'''

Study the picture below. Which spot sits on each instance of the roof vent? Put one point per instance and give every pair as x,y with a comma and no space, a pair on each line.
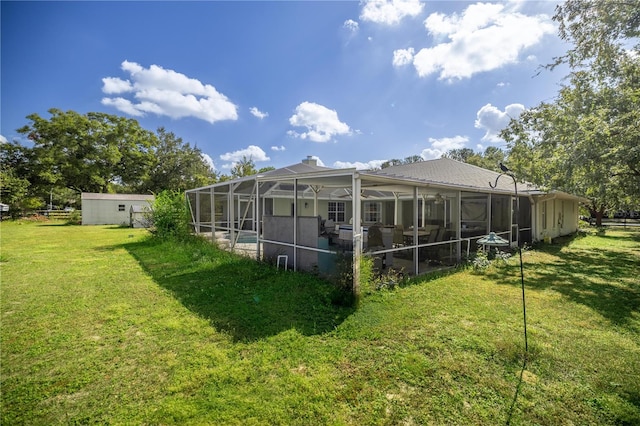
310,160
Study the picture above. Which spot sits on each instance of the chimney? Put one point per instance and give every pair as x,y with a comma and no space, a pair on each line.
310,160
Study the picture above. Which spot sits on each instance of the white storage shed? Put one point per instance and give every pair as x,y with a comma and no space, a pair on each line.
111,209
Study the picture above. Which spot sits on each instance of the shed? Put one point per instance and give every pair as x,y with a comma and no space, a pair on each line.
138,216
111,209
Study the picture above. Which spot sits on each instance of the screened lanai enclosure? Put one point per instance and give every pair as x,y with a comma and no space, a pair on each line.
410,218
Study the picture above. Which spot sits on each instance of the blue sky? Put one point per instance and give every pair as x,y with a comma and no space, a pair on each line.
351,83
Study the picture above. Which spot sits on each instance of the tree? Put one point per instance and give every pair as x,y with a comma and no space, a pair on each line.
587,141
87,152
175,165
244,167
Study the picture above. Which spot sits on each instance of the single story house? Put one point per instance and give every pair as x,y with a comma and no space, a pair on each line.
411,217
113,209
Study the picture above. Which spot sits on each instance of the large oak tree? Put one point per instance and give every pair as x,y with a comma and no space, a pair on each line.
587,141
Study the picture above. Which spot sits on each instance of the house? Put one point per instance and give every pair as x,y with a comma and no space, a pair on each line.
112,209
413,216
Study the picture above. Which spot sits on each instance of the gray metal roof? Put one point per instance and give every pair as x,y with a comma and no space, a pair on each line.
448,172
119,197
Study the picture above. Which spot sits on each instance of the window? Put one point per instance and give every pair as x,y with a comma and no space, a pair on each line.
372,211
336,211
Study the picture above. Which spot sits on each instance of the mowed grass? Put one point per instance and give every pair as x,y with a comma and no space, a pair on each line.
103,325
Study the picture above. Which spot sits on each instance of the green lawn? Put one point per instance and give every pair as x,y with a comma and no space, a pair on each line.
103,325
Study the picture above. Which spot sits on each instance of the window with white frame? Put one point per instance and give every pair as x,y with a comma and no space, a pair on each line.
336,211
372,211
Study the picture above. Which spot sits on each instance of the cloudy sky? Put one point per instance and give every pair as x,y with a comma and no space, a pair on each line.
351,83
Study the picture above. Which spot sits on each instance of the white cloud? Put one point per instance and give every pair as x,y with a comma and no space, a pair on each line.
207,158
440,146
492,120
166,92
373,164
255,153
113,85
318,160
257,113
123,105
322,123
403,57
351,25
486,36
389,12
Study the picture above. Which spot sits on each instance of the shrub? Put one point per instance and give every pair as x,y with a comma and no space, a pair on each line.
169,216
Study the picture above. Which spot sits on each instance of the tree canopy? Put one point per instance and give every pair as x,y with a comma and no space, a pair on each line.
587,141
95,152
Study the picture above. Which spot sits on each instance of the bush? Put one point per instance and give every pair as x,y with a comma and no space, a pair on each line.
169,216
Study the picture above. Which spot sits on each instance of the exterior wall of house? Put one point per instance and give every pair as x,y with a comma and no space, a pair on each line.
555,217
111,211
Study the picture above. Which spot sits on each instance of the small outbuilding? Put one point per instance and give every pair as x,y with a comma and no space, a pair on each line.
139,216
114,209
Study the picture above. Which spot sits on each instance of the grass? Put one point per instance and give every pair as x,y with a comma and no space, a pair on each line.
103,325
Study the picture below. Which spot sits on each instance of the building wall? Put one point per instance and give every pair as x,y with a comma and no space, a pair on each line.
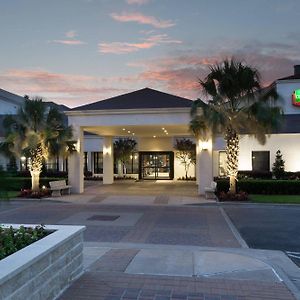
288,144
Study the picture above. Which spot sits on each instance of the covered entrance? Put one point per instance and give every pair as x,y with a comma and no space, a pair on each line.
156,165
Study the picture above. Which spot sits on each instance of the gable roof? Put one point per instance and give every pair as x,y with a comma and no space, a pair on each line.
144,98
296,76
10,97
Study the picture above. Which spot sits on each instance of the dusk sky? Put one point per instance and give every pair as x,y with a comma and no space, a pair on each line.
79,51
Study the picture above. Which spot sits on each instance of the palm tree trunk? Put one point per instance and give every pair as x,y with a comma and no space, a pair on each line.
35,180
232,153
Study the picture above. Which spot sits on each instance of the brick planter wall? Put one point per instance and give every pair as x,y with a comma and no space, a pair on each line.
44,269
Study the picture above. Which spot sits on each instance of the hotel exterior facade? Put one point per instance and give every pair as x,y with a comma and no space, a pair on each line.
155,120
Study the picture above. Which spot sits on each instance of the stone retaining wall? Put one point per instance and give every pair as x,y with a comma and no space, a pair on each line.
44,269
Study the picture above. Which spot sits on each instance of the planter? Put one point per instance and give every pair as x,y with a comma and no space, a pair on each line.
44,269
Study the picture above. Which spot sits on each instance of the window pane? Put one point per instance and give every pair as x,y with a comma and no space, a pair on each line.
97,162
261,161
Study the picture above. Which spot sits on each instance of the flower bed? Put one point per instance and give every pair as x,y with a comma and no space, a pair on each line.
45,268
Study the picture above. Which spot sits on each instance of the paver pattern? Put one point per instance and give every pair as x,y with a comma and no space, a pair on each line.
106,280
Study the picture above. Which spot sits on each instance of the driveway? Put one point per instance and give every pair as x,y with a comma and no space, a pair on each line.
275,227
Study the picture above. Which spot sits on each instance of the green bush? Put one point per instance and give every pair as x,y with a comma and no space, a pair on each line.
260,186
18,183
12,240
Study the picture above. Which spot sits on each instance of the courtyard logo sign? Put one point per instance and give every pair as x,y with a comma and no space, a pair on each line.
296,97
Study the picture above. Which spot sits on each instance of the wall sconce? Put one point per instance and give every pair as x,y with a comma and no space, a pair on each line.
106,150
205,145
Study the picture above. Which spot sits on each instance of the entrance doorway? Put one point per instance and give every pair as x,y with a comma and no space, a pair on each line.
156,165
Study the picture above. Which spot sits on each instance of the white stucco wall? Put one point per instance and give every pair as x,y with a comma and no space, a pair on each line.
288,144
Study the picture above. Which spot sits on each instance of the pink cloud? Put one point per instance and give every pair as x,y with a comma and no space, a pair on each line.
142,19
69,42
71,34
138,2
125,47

'''

WHAT YOU HAVE TO DO:
Give every line back word for word and leave the pictures out.

SOLUTION FOR THIS PROBLEM:
Study the picture below. Which spot sits on each instance of the roof vent? Put one point per instance and give every pair as x,y with a comma and no space, a pair on each line.
310,160
Study the picture above. Which spot sits on each instance of the chimney? Put one point per instance and give every pair as x,y with a comma and no space, a pair on each line.
310,160
Study the picture above. Which spot sits on each instance of the white storage shed? Put one point per instance and give every pair as x,y with a comma and no space, a pair on each line.
111,209
Study the picture above. Which spot sits on each instance of the shed? Put one point per instance and give every pair as x,y with a comma and no space, a pair on each line.
138,216
111,209
Study the picture above. Which spot sits on each instance of the screened lanai enclosure? Put one point per instance and give every pair as x,y with a comma and no space, a pair on each line.
410,218
Study the picture above. Which spot sits on each instance of the blue sky? Put one point per instance and give every pair as x,y with a comma and no space, a pair on each line.
351,83
Study the picture above. Which spot sits on each instance of the tree? Put one point per instance and give every pair as x,y with a comma and no space, a pair on each line.
587,141
87,152
175,165
244,167
Study the picture above. Which spot sits on each instance of the single story house? Put one point per instance and give every pair as x,y with a comma and no space, a pair on each line.
411,217
113,209
Study the picture above. Which spot sits on each instance of the large oak tree? Put one point per instance and give every pair as x,y with a comma and no space, a pair on each line.
587,141
Study the picture above. Which spot sits on each instance of the house? Put one point per instance and give every pair as x,y with a comma and no space, a pair on each line.
112,209
413,216
Study the picture above. Which spot sits on each instance of the gray metal roof? Put one point per instance and give every pair as x,y with a comma and no space, a pair on each line.
448,172
119,197
Study the picture above. Which spot sits on each instance of the window? Put one point per instance and give every pair as x,y with a comma and no space, a pair on each line.
372,211
336,211
Study the picture above. Which spot sits on each instance of the mowed grass? Put one point per instance and give every pair as x,y with a comma and no space, a pair on each line.
103,325
Study the picture above. Which spot sits on each instance of the green lawn? Put one point per instance and give every pair as x,y with a comma and no space, a pair on each line.
103,325
Study the picture above. Which spot sits on each instance of the window with white frame? Put one point per instance and give every pair as x,y with a comma and no space, a pair on each line.
336,211
372,211
Study the picture above. Which spot sits on each instance of the cloudy sky? Put one point per instance and give every pair as x,y with a comma and no space, a pair on each line.
351,83
Study the picture above. Which spot sits on each instance of the white cloud? Put one point per instance and give every pair as x,y with a comma and no space, a pair on each line.
207,158
440,146
492,120
166,92
373,164
255,153
113,85
318,160
257,113
123,105
322,123
403,57
351,25
486,36
389,12
Study the picture above. Which spot sits on each instance of the shrub? Put one point per instance and give every pair as x,y with a comma and no space, a pair on each line.
169,216
Study the picture above. Which spot sits on each instance of the tree canopy? Put one point per instance and give every pair as x,y with a comma and no space, a pair on each line.
587,141
95,152
Study the picture above. Which spot sits on each instance of the bush? Put one point per instance and give every pair as x,y with a comma and no space, a pair on each line.
169,216
Study the picture above. Which spot sits on each instance of the exterior wall of house? Put one point per instance and give every pair as x,y with a comma and no space, a pair on each line.
555,217
111,211
Study the picture above. Which spot sits on each instance of the small outbuilding? Put one point per instance and give every pair as x,y with a comma and no space, a pair on each line.
139,216
114,209
Study the picture above. Which spot sits on each instance of the grass? Put one point per instance and give every pair as x,y with a comma and no space, a pair on each line.
103,325
Study the picture below. Which spot sits on each instance of the building wall? Put one point per instance and give every pair as x,y with a comma and no space, a pair on each line.
288,144
Study the picture above. Which spot sits on each instance of the covered entrance? Put one point per instance and give every pair as x,y with a comma and no space, a pair on each line.
156,165
Study the picture above. Which spot sits on each instance of the gable roof? Put one point per instance and give every pair as x,y with a comma and no space, a pair on each line.
144,98
296,76
10,97
Study the picture above. Which spot sits on each instance of the dusk sky? Put one point per instance and give every pair as x,y with a comma and no space, a pair on each line.
79,51
Study the picture above. Which spot sits on each instance of the palm tree trunk? Put one point per instance and give every pair as x,y with a comma and no space, a pair on each line.
35,180
232,153
Study the picture above. Which spot sits on each instance of the brick planter wall? Put one point per instance and give every pair as x,y with a comma and no space, a pair on each line.
44,269
Study the picture above. Which spot sits on each instance of the hotel exterior facade? Put one point per instance and give every pair as x,y with a comma and no space, a pair on each line.
155,120
Study the picture above. Which spot sits on each instance of the stone retaining wall? Put one point per instance and give every pair as x,y with a comma and no space, a pair on each line.
44,269
Study the picture above. Which spot sits on each instance of the planter? Put one point per instance and give every pair as x,y with a comma and no space, a pair on each line.
44,269
Study the picture above. Which spot sits on each instance of the window pane? Put one point per instance and give every pair as x,y with a comma and no space, a pair on each line.
97,162
261,161
Study the picture above. Which spot sits on each instance of the flower bed? Put one point per instance and give every pair as x,y with a comma and no space, a pair on each line.
45,268
Study the picture above. Which spot sits on each instance of the paver pattern? Put one point per instance and give every pair as x,y with a comma and no space, a pair on each line.
106,280
Study the picture above. Which spot sits on each instance of the driveway? Put one point per instance and give every pair as x,y with a comma and no space, a pair on each line.
275,227
Study the picture above. Which spot sits on each instance of the green bush? Put one point per instance and give every pair as x,y with a comma and no space, a pair on each line.
260,186
18,183
12,240
Study the picture above. Which spot sits on each instance of the courtyard logo sign? Put one point per instance and give every pair as x,y with a comma and no space, a pair on each line.
296,97
Study the picture above. Which spot sits on each instance of the wall sconce? Put one point per instance and give every pair as x,y with a comma and no space, a pair on each line.
106,150
205,145
Study the picture above. Which spot sits on each instance of the entrance doorway? Put one point per instance and give every pair as x,y with a comma and no space, a pair on each line.
156,165
Study the picture above. Which spot sits on each instance of the white stucco wall? Put one point per instance and give every pair as x,y with a comma and no space, a pair on each line.
288,144
Study the picture above. Which spot sits on each instance of the pink cloud? Put one point per instance and give every pair as x,y with a comma and no space, a pair on each line.
142,19
69,42
71,34
138,2
125,47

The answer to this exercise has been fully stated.